▶ **The input**:

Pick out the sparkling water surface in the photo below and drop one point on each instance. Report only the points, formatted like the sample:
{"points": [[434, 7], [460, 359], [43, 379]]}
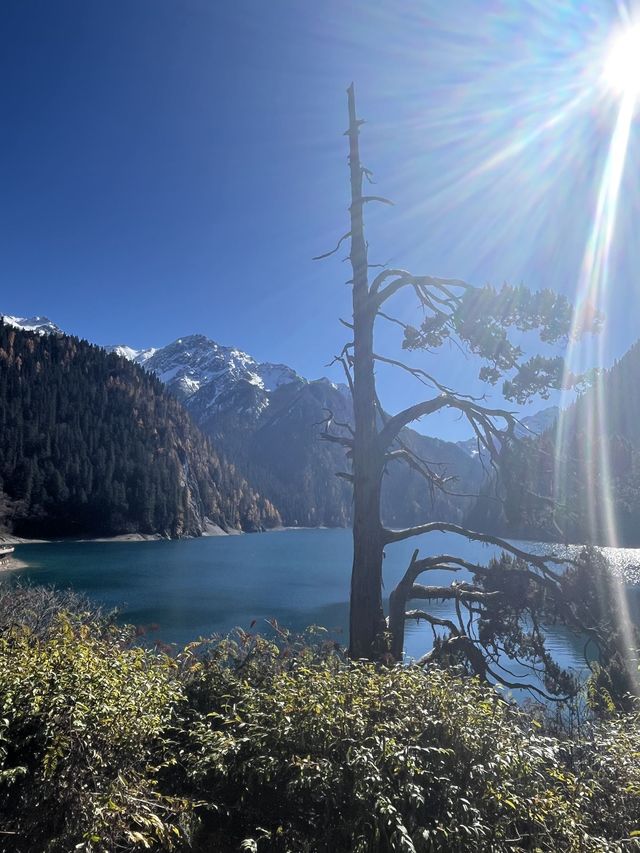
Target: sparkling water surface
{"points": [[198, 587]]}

* * *

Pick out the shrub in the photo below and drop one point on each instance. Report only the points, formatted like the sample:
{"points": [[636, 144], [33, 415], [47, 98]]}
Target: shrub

---

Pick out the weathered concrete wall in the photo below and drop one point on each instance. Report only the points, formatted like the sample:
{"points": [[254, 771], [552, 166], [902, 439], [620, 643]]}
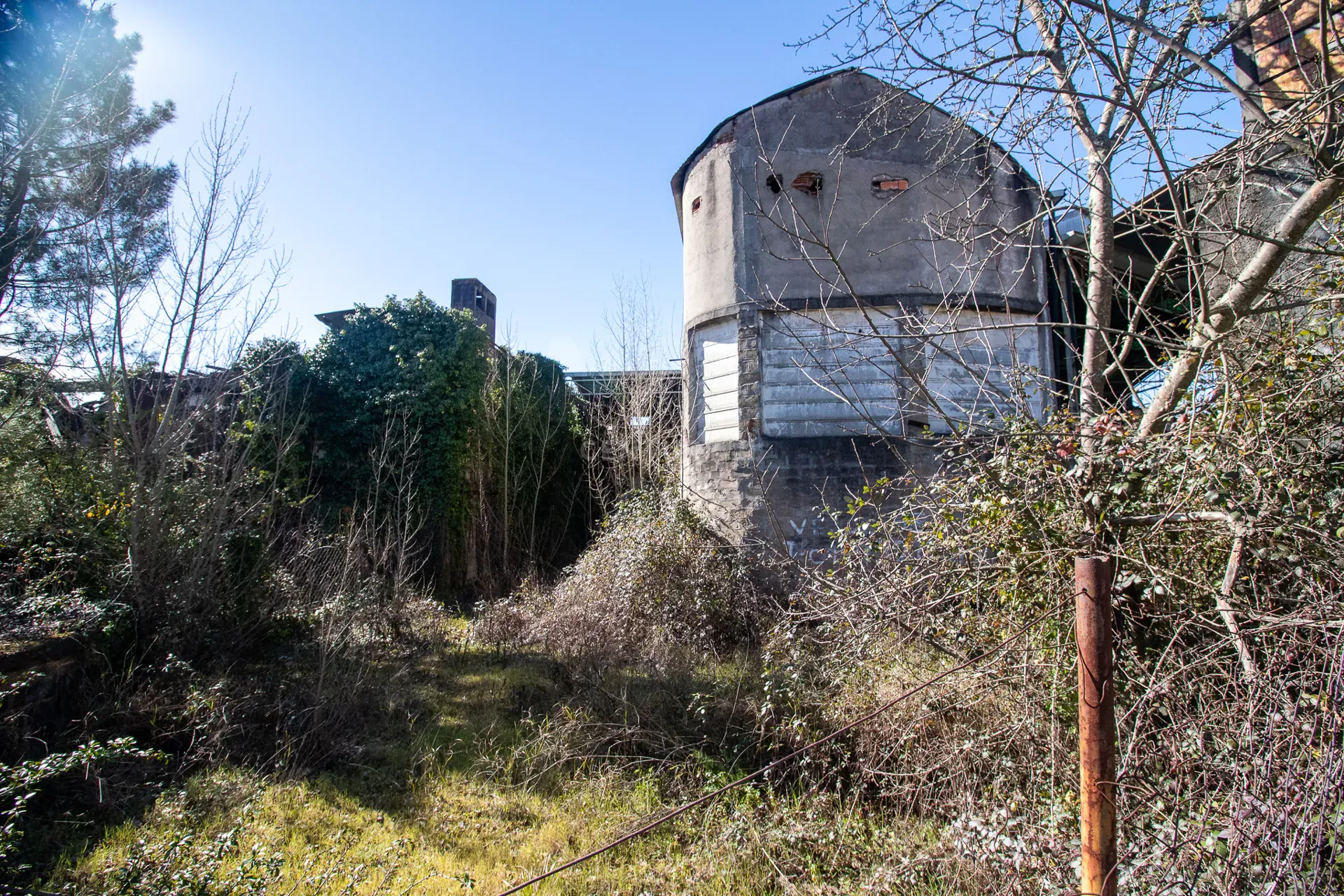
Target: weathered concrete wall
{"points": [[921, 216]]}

▶ **Task goal**: Pull out each line in the entries above that contains the word "concrete". Matching is case-sensitive.

▶ **Solution**:
Pick out the weathered concrete wall in the photo below and drop one point on each instance. Report only the points, formatted like the sample:
Target: weathered concrete wall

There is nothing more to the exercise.